> [Text section]
October 2015

Social capital in the life-of-mine

  • By Anna Littleboy FAusIMM, Research Director – Resources, Community and Environment Program, Mineral Resources Flagship, CSIRO

Exploring the complex and changing relationship between minerals companies, communities and the environment

Resource prices hang over Australia’s national economy like a mercurial CEO – sometimes inspiring unrestrained confidence and risk-taking, sometimes driving downsizing and restructuring, and sometimes instilling thoughts about how to diversify business. Perhaps understandably, the public/policy debate tends to focus on the short-term impacts of market prices. But behind the fluctuations of these prices there is a constant – rising demand for minerals to support global economic development, and a continued striving for technological innovation that will allow greater efficiency and productivity to supply that demand. The most obvious example is the transition towards automation – enabling operations to decrease costs, increase throughput, build competitive advantage, and lower cut-off grades.

As the resources sector innovates, its footprint on the land and its people shifts. As our society develops, accelerated by the connectivity permitted through social networking, its relationship with resource operations evolves. Hence there is a feedback loop set up between mining operations and people that is dynamic, changeable and mediated by technology. This interaction, whilst inevitable and foreseeable, is very difficult to quantify.  

Technological innovation in the industry has been the subject of numerous articles in industry and academic publications. Centres of research excellence – such as CSIRO Mineral Resources, the ORE and Deep Exploration Technology Cooperative Research Centres (CRC ORE and DET CRC), the ARC Centre for Excellence in ore Deposits (CODES), and CRC Mining – are dedicated to the delivery of technology-based innovation to improve productivity and efficiency in the resources industry. Technological innovation is embedded into the psyche of the industry and is seen as a route to increased productivity.

Less attention is paid to the changing nature of the social landscape in which operations are situated, despite some very obvious cause and effect relationships. A recent update of the CSIRO megatrends (Our Future World 2015) emphasises ‘porous boundaries’, ‘digital immersion’ and the ‘great expectations’ of consumers. These megatrends appear alongside the more common drivers of resource related research – those that derive from global consumption patterns.

Over the time frame of a 30 year operation, these trends – and the innovation that will follow – will substantially alter the nature of work, the nature of the workplace and our ability to monitor and manage the environment. This evolution, inevitable as it is, will drive significant change in what the industry expects from its local communities and in what the local and national communities expect from the industry.

> [Stored records]
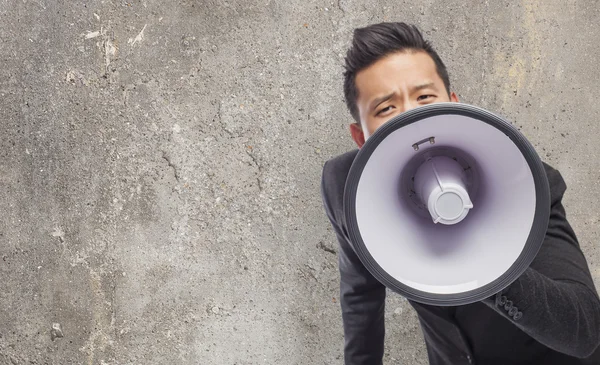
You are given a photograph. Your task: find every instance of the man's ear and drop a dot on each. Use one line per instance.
(453, 97)
(357, 134)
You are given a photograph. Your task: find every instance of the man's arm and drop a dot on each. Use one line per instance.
(555, 300)
(362, 297)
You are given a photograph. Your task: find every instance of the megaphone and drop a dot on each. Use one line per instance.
(447, 204)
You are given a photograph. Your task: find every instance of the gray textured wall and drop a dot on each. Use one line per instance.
(160, 165)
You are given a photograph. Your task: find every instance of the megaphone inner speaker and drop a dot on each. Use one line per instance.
(447, 204)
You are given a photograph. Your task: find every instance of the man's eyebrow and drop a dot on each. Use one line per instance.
(380, 100)
(423, 86)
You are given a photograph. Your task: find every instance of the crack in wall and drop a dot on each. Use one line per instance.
(260, 170)
(166, 157)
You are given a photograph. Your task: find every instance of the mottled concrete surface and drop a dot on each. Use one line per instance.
(160, 165)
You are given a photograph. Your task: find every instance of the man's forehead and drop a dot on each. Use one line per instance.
(410, 71)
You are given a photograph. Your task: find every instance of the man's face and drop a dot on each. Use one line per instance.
(395, 84)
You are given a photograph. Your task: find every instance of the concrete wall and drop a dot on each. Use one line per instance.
(160, 165)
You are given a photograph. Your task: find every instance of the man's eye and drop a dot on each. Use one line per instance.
(387, 108)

> [Task statement]
Please carry on the mining social capital article with the passage that comes next. The items have no connection to the article on social capital in mining.

> [Reply]
For example, let’s look at automation again. Currently, one of the overriding benefits to local communities in the near vicinity of mining operations is employment (primary, secondary and tertiary). The automation of the truck fleets in the Pilbara will change the skills sets and number of jobs required at and around mine sites, but there are few estimates of these impacts. Conversations with industry representatives indicate a possible 30-40 per cent reduction in the near-mine workforce, as a result of halving the number of in-pit roles in an open-cut mine (McNab and Garcia-Vasquez, 2011). Some commentators identify that an increase in maintenance personnel will accompany the reduction in machine operators, as at El Teniente following the introduction of automated load-haul-dump machines (Bellamy and Pravica, 2010). But generally they predict that automation will culminate in a reduction in population of remote mining towns, a decrease in the lower skilled labour requirements for the mining sector, an increase in ‘fly-in, fly-out’ mining operations and remote control centres in larger cities – reducing employment overall in the sector.

Australia enjoys significant economic advantages as a result of its mature resources sector and the trade and the investment it brings to the country.  However, the very innovation intended to maintain this national advantage has the potential to erode the localised benefits experienced by mining communities. While the construction and initiation of new projects will inject finances into local economies, the longer term operational phases will, in the future, have less to offer local communities. A potential future problem or not?

Social licence, conflict and productivity

The International Council on Mining and Metals (ICMM, 2015) published data recently showing an exponential increase in the number of reported cases of significant mining/community conflict and displayed this against reported increases from annual surveys by the Business and Human Rights Resource Centre (Figure 1).

socialFig1

Delays cost, in more ways than one. Financial valuation tools are emerging, such as the IFC Financial Valuation Tool for Sustainability Investment (IFC, 2012), which argue a strong business case for the prevention of conflict (Jones et al, 2011) based on the identification of risks and flow-on effects from community opposition or conflict to the project. These costs can run into the billions (Davis and Franks, 2014). Moreover, an emerging correlation between market discount and social conflict (Henisz et al, 2013) suggests that conflict can, at the same time, wipe billions off shareholder value.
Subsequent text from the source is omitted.